## EXERCISE GOAL
Print the entries exactly; no image belongs in the copy.

--

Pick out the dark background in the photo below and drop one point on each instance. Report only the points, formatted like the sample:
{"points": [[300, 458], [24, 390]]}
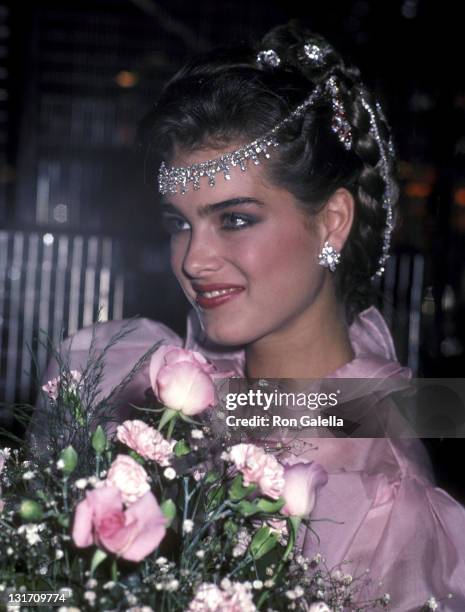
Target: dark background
{"points": [[79, 232]]}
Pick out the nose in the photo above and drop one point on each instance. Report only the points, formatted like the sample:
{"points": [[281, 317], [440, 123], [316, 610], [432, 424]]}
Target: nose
{"points": [[201, 257]]}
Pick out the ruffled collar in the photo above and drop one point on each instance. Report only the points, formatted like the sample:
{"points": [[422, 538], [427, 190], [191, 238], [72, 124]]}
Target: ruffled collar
{"points": [[371, 340]]}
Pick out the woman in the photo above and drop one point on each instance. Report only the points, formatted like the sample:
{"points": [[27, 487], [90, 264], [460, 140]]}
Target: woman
{"points": [[277, 184]]}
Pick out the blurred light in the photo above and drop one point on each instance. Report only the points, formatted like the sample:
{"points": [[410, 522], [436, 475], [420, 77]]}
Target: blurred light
{"points": [[417, 189], [126, 79], [60, 213], [409, 9], [448, 298]]}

--

## ANSWER
Pick out the dark background in the photo below and drop one point on each instance. Report only the points, formatted like the sample:
{"points": [[300, 458], [24, 390]]}
Target: dark background
{"points": [[79, 232]]}
Pick out the nose in the photo above and drop one point on each instance. Report only the points, formatted like the sample:
{"points": [[281, 317], [440, 123], [316, 610], [432, 424]]}
Target: nose
{"points": [[201, 257]]}
Pick out the ruffled collar in the photo above and drop one point on each instance. Report only the points, formatted like the sample:
{"points": [[422, 538], [427, 190], [191, 238], [72, 124]]}
Target: ruffled collar
{"points": [[371, 340]]}
Pick out the woman in the photo above and drop one point on each instance. Report only the points, formatted like the sample:
{"points": [[27, 487], [90, 264], [460, 140]]}
Target: woman
{"points": [[277, 184]]}
Pick out the blurred light in the photo above and drop one point on each instance. Report only the points, formatted like the sample:
{"points": [[410, 522], [436, 475], [420, 77]]}
Target: blurred light
{"points": [[417, 189], [126, 79], [60, 213], [409, 9], [448, 298]]}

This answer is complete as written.